EXTRAIT CHOISI ::
____

Avant de poursuivre, laisse-moi te demander quel est ton amour, quel soin tu apportes à la lecture de l’Évangile et ce que tu en retires. As-tu présent à l’esprit que le Seigneur a voulu que ces paroles soient prononcées pour toi ? Recommandes-tu aux autres cette manière de connaître et de fréquenter Jésus-Christ ?

La volonté de Dieu se manifeste de bien des façons pour chaque personne. Outre les inspirations insufflées directement dans chaque âme, le Seigneur se fait connaître à travers les célébrations liturgiques, lors d’une prédication, dans la direction spirituelle, dans les circonstances ordinaires dans lesquelles chacun se trouve. Le bon exemple d’autrui, les devoirs d’état, l’accomplissement de nos obligations familiales, sociales et professionnelles, sont aussi des occasions à travers lesquelles Dieu nous parle chaque jour, nous faisant connaître sa volonté. Sois bien convaincu qu’en vertu de ta condition de chrétien, de ta situation de femme ou d’homme de l’Opus Dei, le Maître te répète que tu es lumière placée pour éclairer (Cf. Mt 5, 14).

Quelqu’un a demandé un jour à saint Josémaria : comment savoir ce que Dieu demande à chaque personne ? Et voici quelle fut sa réponse : « Et pourquoi ne le lui demandes-tu pas directement ? Ce n’est pas une bêtise ; tu verras comme il te répondra. » Et il ajoutait tout de suite après : « Toi, avec ta vie intérieure, tu peux te mettre en présence de Dieu à n’importe quel moment : dans une église, dans la rue, dans ta chambre, en cours… Où tu voudras ! Demande lui pardon pour tes faiblesses et pour les miennes, puis dis-lui : “Seigneur, que veux-tu que je fasse ?” comme le faisait saint Paul. Mais attention, le Seigneur demande parfois des choses coûteuses… » (Saint Josémaria, notes prises au cours d’une réunion, 13 avril 1974).

Naturellement, il est nécessaire que nous développions au fond de notre cœur le désir d’écouter la voix de Dieu, que nous ne cherchions pas à fermer les yeux à sa lumière. Saint Paul, sur le chemin de Damas, a pleinement répondu à l’appel de Jésus. « Qui es-tu Seigneur ? » a-t-il demandé. Et lui :« Je suis Jésus que tu persécutes. Mais relève-toi, entre dans la ville et l’on te dira ce que tu dois faire […]. Saul se releva ; mais, bien qu’il eût les yeux ouverts, il ne voyait pas. C’est en le conduisant par la main qu’on le mena à Damas, et il fut trois jours sans boire et sans prendre nourriture ni boisson »(Ac 9, 5-9).

____

EXERCICES À FAIRE ::
• a. D'après l'extrait choisi, pendant combien de jours Saul resta-t-il sans boire ni manger ?
• b. Dans les entrées, recopie les lignes allant de celle qui contient « every matching tile » jusqu'à celle qui contient « 0,303,435,427 » incluse, en remplaçant « tile floor » par « wooden floor » et en laissant tout le reste intact.
L'extrait et les entrées constituent deux ensembles distincts, sans lien entre eux.

ENTRÉES FOURNIES ::
____

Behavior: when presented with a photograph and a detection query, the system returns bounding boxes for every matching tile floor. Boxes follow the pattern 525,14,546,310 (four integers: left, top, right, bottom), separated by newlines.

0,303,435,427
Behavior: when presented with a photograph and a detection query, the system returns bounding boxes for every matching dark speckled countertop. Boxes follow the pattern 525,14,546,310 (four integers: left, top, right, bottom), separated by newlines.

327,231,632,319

____

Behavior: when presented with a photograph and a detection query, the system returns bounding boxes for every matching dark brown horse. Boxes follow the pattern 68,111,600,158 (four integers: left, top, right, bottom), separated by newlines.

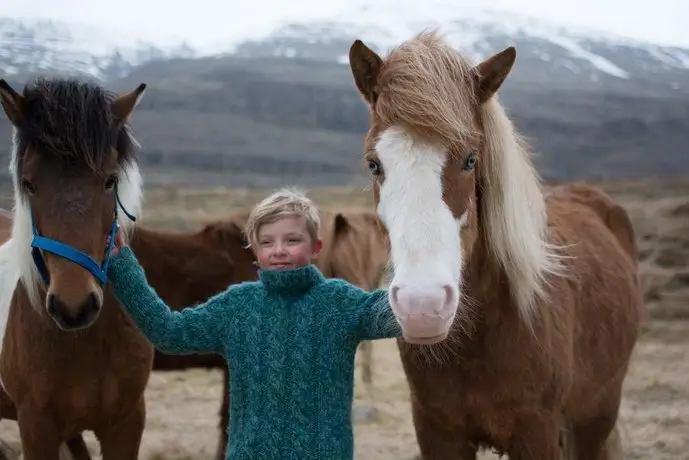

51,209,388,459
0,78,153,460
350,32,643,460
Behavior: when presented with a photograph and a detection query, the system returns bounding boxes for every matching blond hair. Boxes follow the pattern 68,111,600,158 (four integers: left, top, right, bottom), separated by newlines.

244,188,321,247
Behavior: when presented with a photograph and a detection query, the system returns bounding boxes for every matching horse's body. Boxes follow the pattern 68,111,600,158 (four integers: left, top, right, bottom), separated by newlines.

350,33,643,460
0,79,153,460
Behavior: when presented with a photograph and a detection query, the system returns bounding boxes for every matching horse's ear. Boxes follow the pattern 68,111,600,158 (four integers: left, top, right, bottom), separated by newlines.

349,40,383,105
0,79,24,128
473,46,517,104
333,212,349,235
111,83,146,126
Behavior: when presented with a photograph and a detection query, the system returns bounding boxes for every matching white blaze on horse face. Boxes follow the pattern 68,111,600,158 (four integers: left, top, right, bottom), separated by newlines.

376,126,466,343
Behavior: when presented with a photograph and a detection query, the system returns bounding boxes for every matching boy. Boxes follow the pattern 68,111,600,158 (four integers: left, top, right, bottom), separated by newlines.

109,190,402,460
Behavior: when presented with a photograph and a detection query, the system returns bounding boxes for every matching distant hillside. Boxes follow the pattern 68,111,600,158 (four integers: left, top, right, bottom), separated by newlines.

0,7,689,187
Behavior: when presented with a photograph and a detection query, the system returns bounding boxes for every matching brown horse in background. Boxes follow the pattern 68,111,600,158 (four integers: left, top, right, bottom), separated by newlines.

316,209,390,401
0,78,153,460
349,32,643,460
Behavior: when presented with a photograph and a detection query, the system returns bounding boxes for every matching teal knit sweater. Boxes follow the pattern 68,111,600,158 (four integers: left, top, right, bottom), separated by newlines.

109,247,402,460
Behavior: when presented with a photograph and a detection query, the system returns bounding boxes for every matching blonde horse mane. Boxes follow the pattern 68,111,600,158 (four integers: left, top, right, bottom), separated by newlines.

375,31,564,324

____

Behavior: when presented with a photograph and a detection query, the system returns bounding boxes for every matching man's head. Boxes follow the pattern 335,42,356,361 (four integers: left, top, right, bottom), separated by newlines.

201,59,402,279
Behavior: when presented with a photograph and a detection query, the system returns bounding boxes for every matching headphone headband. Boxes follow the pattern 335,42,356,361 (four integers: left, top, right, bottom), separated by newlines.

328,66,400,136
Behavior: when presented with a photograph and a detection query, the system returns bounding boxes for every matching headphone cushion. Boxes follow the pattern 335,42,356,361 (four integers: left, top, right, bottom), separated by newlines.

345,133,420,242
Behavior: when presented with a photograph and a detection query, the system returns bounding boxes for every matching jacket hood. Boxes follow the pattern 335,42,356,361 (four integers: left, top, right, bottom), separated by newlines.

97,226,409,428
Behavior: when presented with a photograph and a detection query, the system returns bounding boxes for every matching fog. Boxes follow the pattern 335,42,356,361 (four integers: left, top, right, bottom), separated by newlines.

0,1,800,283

____

RÉSULTATS OBTENUS ::
• a. Il resta trois jours sans boire ni manger.

• b.
Behavior: when presented with a photograph and a detection query, the system returns bounding boxes for every matching wooden floor. Boxes follow the pattern 525,14,546,310 (four integers: left, top, right, bottom), separated by newlines.

0,303,435,427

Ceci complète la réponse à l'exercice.